AIM: Quote exactly, and only, the lines from the one with "Exercise. Point out the green" through the end of the listing.

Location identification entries
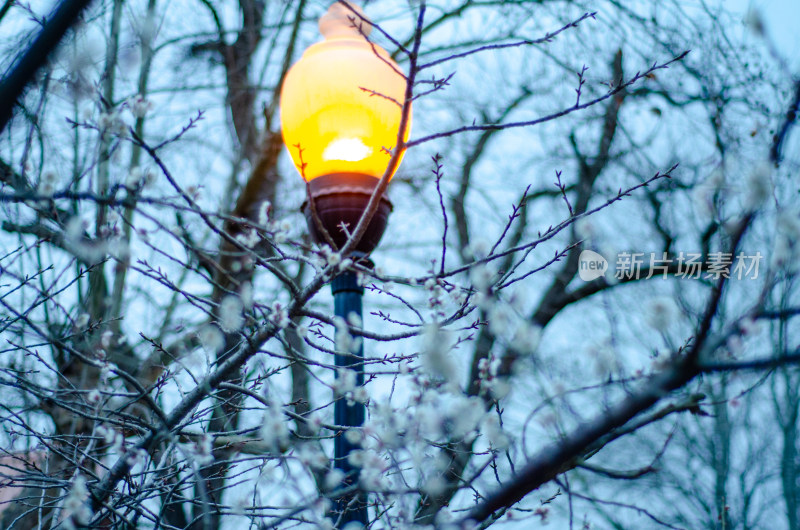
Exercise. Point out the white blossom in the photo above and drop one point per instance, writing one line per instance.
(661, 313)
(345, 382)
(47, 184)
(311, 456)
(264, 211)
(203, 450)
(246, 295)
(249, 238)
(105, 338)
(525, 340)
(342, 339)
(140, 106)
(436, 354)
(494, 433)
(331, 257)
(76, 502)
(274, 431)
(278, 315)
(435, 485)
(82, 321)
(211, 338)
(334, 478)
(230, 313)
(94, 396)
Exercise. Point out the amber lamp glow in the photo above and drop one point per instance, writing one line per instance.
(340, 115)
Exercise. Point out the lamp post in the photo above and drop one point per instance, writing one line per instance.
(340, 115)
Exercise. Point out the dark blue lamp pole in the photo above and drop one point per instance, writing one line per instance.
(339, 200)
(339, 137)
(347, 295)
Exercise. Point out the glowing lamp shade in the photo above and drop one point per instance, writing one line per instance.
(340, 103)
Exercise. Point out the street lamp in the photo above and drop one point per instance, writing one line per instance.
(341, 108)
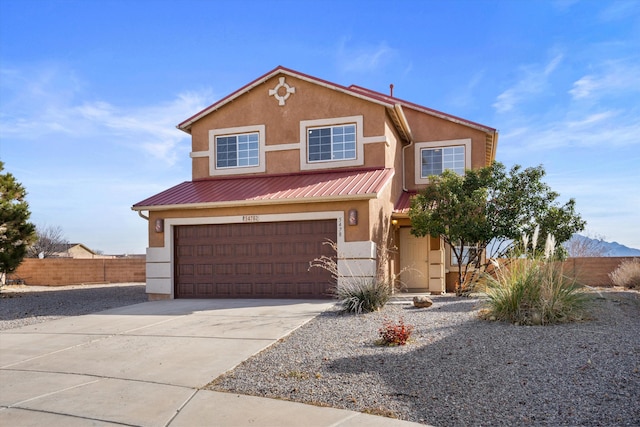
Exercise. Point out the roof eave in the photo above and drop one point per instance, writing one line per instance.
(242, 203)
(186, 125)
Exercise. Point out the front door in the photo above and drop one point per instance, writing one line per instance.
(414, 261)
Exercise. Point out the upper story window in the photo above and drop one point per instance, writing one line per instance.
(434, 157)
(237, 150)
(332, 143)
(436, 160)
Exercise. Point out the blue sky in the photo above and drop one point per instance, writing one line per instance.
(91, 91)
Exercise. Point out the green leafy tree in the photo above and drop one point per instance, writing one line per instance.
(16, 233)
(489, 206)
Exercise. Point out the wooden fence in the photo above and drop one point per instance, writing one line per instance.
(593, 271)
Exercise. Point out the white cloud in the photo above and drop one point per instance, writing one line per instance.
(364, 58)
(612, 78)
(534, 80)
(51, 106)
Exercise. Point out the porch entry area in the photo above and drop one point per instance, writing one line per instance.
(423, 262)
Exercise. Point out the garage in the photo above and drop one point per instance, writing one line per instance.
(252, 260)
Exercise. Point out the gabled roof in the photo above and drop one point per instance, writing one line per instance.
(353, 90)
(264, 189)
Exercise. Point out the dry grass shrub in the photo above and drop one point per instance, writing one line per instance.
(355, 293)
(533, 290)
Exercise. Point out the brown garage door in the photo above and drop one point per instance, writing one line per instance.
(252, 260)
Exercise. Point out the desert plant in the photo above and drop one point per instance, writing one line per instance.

COMPLETE ANSWER:
Exercise. Point out the green leafy tree in the photo above and drop one point per instance, writing one line per instance.
(16, 233)
(489, 206)
Exercise. Point out the wooden fence in the photo above and drop one point per instance, writing one line per instance.
(593, 271)
Exercise. Point out the white cloud in the photo above and drop one point per instance, writing one line per instance.
(364, 58)
(612, 78)
(534, 80)
(51, 106)
Exercise. Point out the porch entry area in the photo above and drop one point per instance, writing one line per instance.
(423, 262)
Exercise. Point out the garage in the photo above and drop one point per instance, writing one line per instance.
(252, 260)
Exercise. Point out the gabled roof in the photo above and drop one point per instance, writing one line per instance.
(353, 90)
(264, 189)
Exercise. Point out the dry grass shrub in the photo above and drop one point per instance, writing one line per instance.
(355, 293)
(533, 290)
Exercise. Point out the brown garage door in the photo above and drop one point per instance, writing one line per instance.
(252, 260)
Exercise. Point out the desert plant in the photo above and drop one point per instance, writing one line per instance.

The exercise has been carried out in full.